- _SUPPLIED DATA_
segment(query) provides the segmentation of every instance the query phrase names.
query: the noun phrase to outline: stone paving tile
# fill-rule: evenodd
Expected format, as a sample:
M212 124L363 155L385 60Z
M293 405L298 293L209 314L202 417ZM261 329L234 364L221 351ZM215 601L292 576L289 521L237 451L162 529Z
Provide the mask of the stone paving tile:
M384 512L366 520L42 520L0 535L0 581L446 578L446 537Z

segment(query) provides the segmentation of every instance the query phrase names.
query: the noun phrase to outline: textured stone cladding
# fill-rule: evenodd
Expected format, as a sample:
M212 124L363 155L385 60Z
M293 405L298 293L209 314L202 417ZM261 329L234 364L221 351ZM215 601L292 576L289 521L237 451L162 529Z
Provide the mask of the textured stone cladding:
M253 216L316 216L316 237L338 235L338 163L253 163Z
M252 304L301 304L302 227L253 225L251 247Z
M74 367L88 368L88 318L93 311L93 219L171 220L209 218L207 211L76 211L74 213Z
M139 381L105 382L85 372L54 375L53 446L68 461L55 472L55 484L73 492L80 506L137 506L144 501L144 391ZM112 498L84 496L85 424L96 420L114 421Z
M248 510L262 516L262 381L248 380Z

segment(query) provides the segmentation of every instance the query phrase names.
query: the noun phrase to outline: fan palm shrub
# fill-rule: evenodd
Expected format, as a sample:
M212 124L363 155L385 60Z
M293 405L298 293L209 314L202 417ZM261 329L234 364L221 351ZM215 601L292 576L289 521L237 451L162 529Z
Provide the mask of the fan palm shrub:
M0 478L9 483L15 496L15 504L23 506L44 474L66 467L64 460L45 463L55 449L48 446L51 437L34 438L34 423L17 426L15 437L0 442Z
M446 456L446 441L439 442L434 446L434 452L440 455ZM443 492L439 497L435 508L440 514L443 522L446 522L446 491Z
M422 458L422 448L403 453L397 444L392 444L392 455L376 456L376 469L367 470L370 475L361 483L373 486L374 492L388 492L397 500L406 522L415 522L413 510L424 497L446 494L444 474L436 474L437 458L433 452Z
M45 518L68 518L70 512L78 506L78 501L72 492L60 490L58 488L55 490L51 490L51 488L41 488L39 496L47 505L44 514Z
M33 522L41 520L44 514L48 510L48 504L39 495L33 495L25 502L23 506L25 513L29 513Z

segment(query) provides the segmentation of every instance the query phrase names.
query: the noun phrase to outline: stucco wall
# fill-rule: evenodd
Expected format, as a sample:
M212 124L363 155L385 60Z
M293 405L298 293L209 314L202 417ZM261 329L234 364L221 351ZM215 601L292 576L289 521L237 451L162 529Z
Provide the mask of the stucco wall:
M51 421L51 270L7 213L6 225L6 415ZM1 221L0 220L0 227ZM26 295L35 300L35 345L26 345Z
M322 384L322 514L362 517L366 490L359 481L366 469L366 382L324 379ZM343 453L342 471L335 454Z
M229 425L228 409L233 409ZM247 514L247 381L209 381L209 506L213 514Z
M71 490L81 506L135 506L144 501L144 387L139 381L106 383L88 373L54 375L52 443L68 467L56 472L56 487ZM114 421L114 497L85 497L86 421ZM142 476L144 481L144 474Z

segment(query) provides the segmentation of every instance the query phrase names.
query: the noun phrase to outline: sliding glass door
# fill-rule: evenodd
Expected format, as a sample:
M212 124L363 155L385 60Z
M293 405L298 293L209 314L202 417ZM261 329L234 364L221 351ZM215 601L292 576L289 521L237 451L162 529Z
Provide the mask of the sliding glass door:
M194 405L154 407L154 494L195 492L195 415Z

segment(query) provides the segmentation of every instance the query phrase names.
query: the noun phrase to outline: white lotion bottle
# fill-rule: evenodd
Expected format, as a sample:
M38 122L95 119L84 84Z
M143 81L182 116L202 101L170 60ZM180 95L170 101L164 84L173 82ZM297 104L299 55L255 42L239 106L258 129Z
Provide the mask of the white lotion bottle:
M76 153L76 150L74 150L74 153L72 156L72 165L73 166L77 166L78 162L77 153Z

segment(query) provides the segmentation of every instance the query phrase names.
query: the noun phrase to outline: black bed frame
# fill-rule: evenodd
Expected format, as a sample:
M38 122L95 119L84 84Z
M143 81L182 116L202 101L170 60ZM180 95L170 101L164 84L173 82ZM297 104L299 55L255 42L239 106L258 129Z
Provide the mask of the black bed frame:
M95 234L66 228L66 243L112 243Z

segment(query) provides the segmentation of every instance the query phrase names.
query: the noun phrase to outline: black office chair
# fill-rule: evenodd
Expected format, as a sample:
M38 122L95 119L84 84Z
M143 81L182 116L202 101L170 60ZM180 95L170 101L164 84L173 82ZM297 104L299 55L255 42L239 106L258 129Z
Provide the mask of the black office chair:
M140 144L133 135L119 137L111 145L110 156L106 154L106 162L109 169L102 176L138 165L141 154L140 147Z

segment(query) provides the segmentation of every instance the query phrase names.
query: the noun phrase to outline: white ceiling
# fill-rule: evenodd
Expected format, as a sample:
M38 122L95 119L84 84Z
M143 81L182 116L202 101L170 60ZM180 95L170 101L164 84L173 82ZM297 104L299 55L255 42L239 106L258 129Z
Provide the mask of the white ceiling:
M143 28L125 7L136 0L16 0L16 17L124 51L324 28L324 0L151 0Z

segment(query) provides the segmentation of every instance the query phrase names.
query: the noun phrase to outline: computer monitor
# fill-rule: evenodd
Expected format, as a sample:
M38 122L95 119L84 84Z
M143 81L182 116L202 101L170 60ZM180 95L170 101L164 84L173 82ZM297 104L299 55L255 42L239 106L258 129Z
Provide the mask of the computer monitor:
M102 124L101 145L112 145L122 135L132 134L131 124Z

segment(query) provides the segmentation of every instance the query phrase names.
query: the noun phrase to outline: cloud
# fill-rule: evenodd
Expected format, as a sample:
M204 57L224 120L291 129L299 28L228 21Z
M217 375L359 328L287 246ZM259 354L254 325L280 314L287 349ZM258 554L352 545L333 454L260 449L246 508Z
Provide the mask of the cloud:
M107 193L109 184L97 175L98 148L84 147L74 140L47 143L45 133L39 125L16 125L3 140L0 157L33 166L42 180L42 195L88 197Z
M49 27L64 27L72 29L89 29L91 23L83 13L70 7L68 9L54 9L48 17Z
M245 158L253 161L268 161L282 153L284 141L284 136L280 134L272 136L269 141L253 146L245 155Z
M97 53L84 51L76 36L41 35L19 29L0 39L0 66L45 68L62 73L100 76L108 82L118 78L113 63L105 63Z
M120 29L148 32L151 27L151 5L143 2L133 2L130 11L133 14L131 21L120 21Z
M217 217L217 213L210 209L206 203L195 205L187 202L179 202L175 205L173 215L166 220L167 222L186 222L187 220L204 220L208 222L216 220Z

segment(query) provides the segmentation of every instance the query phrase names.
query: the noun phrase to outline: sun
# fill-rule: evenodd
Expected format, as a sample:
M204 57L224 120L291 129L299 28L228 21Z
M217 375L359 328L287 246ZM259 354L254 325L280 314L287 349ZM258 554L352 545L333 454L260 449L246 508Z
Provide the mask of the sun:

- _EXERCISE TASK_
Reproduce the material exactly, with every line intact.

- _ANSWER FOR THIS EXERCISE_
segment(query) provides the segmentation of every instance the query phrase names.
query: the noun phrase to outline: stone paving tile
# fill-rule: evenodd
Expected format, as a sample:
M212 124L363 155L385 60Z
M293 405L298 293L209 314L202 417ZM261 329L234 364L221 351ZM215 601L292 576L289 521L237 451L162 529Z
Provide the mask of the stone paving tile:
M384 512L366 520L42 520L0 535L0 581L446 578L446 537Z

segment(query) provides the segmentation of every instance the query phrase names.
query: the noun phrase to outline: textured stone cladding
# fill-rule: evenodd
Expected format, as a sample:
M212 124L363 155L385 60Z
M293 405L298 293L209 314L202 417ZM261 329L234 364L221 351ZM215 601L292 576L289 521L237 451L162 529Z
Provide the mask of the textured stone cladding:
M253 216L316 216L316 237L338 235L338 163L253 163Z
M252 304L301 304L302 227L253 225L251 247Z
M74 367L88 368L88 318L93 311L93 219L171 220L209 218L207 211L76 211L74 213Z
M139 381L105 382L85 372L54 375L53 446L68 461L55 472L55 484L73 492L80 506L137 506L144 501L144 391ZM112 498L84 496L85 424L96 420L114 421Z
M248 510L262 516L262 381L248 380Z

segment(query) provides the segmentation of every instance the query phrase names.
query: the noun phrase to outline: fan palm shrub
# fill-rule: evenodd
Expected format, as a sample:
M212 124L363 155L385 60Z
M293 405L298 293L209 314L202 417ZM261 329L234 364L221 351ZM215 601L292 576L289 521L237 451L162 529Z
Provide the mask of the fan palm shrub:
M0 478L9 483L15 496L15 504L23 506L44 474L66 467L64 460L45 463L55 449L48 446L51 437L34 438L34 423L17 426L15 437L0 442Z
M446 456L446 441L439 442L434 446L434 452L440 455ZM443 492L439 497L435 508L440 514L443 522L446 522L446 491Z
M422 458L422 448L403 453L397 444L392 444L392 455L376 456L376 469L367 470L370 475L361 483L373 486L374 492L388 492L397 500L406 522L415 522L413 510L424 497L446 494L444 474L436 474L437 458L433 452Z
M45 518L68 518L70 512L78 506L78 501L72 492L60 490L58 488L55 490L51 490L51 488L41 488L39 496L47 505L44 514Z
M33 522L41 520L44 514L48 510L48 504L39 495L33 495L25 502L23 506L25 513L29 513Z

segment(query) provides the segmentation of every instance the query phrase names.
query: the noun phrase to outline: stucco wall
# fill-rule: evenodd
Expected format, as a sample:
M212 124L363 155L385 60Z
M293 405L298 293L209 314L202 417ZM261 329L234 364L221 351ZM215 601L292 576L289 521L237 451L162 529Z
Provide the mask of the stucco wall:
M51 421L51 270L7 213L6 225L6 415ZM1 221L0 220L0 227ZM26 295L35 300L35 345L26 345Z
M322 384L322 514L362 517L366 490L359 481L366 469L366 382L324 379ZM343 453L342 471L335 454Z
M229 425L228 409L233 409ZM247 514L247 381L209 381L209 506L213 514Z
M71 490L81 506L135 506L144 501L144 387L139 381L106 383L88 373L54 375L52 443L68 467L56 472L56 487ZM114 421L114 497L85 497L86 421ZM142 476L144 481L144 474Z

segment(query) provides the segmentation of every instance the query phrase names.
query: the noun phrase to outline: sliding glass door
# fill-rule: evenodd
Expected format, as a sample:
M212 124L363 155L385 60Z
M293 405L298 293L209 314L202 417ZM261 329L234 364L221 351ZM215 601L292 576L289 521L237 451L162 529Z
Provide the mask of the sliding glass door:
M194 405L154 407L154 494L195 492L195 415Z

segment(query) provides the segmentation of every instance the query phrase names.
query: the noun phrase to outline: white lotion bottle
# fill-rule: evenodd
Expected format, as a sample:
M38 122L95 119L84 84Z
M143 81L182 116L202 101L170 60ZM180 95L170 101L164 84L173 82ZM297 104L299 55L255 42L239 106L258 129Z
Provide the mask of the white lotion bottle:
M76 153L76 150L74 150L74 153L72 156L72 165L73 166L77 166L78 162L77 153Z

segment(query) provides the segmentation of every instance the query phrase names.
query: the noun phrase to outline: black bed frame
# fill-rule: evenodd
Expected format, as a sample:
M38 122L95 119L84 84Z
M143 81L182 116L202 101L170 60ZM180 95L170 101L164 84L173 82ZM297 104L299 55L255 42L239 106L258 129Z
Provide the mask of the black bed frame:
M95 234L66 228L66 243L112 243Z

segment(query) provides the segmentation of every instance the query phrase names.
query: the noun phrase to outline: black office chair
# fill-rule: evenodd
Expected format, as a sample:
M38 122L95 119L84 84Z
M143 81L182 116L202 101L170 60ZM180 95L170 101L164 84L173 82ZM297 104L299 55L255 42L239 106L258 129Z
Provide the mask of the black office chair:
M140 144L133 135L119 137L111 145L110 156L106 154L106 162L109 169L102 176L138 165L141 154L140 147Z

segment(query) provides the segmentation of every instance the query phrase names.
query: the noun phrase to outline: white ceiling
# fill-rule: evenodd
Expected format, as a sample:
M38 122L95 119L84 84Z
M143 81L182 116L202 101L170 60ZM180 95L170 101L164 84L173 82ZM297 104L299 55L255 42L239 106L258 129Z
Provide the mask of the white ceiling:
M143 28L125 7L136 0L16 0L16 17L124 51L324 28L324 0L151 0Z

segment(query) provides the segmentation of every instance the query phrase names.
query: the noun phrase to outline: computer monitor
# fill-rule: evenodd
Expected format, as a sample:
M38 122L95 119L84 84Z
M143 81L182 116L202 101L170 60ZM180 95L170 101L164 84L173 82ZM297 104L299 55L255 42L239 106L258 129Z
Provide the mask of the computer monitor:
M102 124L101 145L112 145L122 135L132 134L131 124Z

segment(query) provides the segmentation of every instance the query phrase names.
query: the noun phrase to outline: cloud
# fill-rule: evenodd
Expected format, as a sample:
M204 57L224 120L291 129L299 28L228 21Z
M217 375L359 328L287 246ZM259 354L254 325L280 314L287 349ZM258 554L352 545L333 454L260 449L246 508Z
Provide the mask of the cloud:
M107 193L109 184L97 175L98 148L84 147L74 140L47 143L45 133L39 125L16 125L3 140L0 157L33 166L42 180L42 195L88 197Z
M49 27L64 27L72 29L89 29L91 23L83 13L70 7L68 9L54 9L48 17Z
M245 158L253 161L268 161L282 153L284 141L284 136L280 134L272 136L269 141L253 146L245 155Z
M97 53L84 51L76 36L41 35L19 29L0 39L0 66L45 68L62 73L100 76L108 82L118 78L113 63L105 63Z
M120 29L148 32L151 27L151 5L143 2L133 2L130 11L133 14L131 21L120 21Z
M217 217L217 213L210 209L206 203L195 205L187 202L179 202L175 205L173 215L166 220L167 222L186 222L187 220L204 220L208 222L216 220Z

segment(query) provides the segmentation of every instance the query phrase names.
query: the noun phrase to outline: sun
# fill-rule: evenodd
Expected format, as a sample:
M204 57L224 120L291 129L299 28L228 21Z
M217 375L359 328L287 246ZM259 354L254 325L280 314L287 349ZM258 554L352 545L333 454L260 449L246 508Z
Provide the mask of the sun:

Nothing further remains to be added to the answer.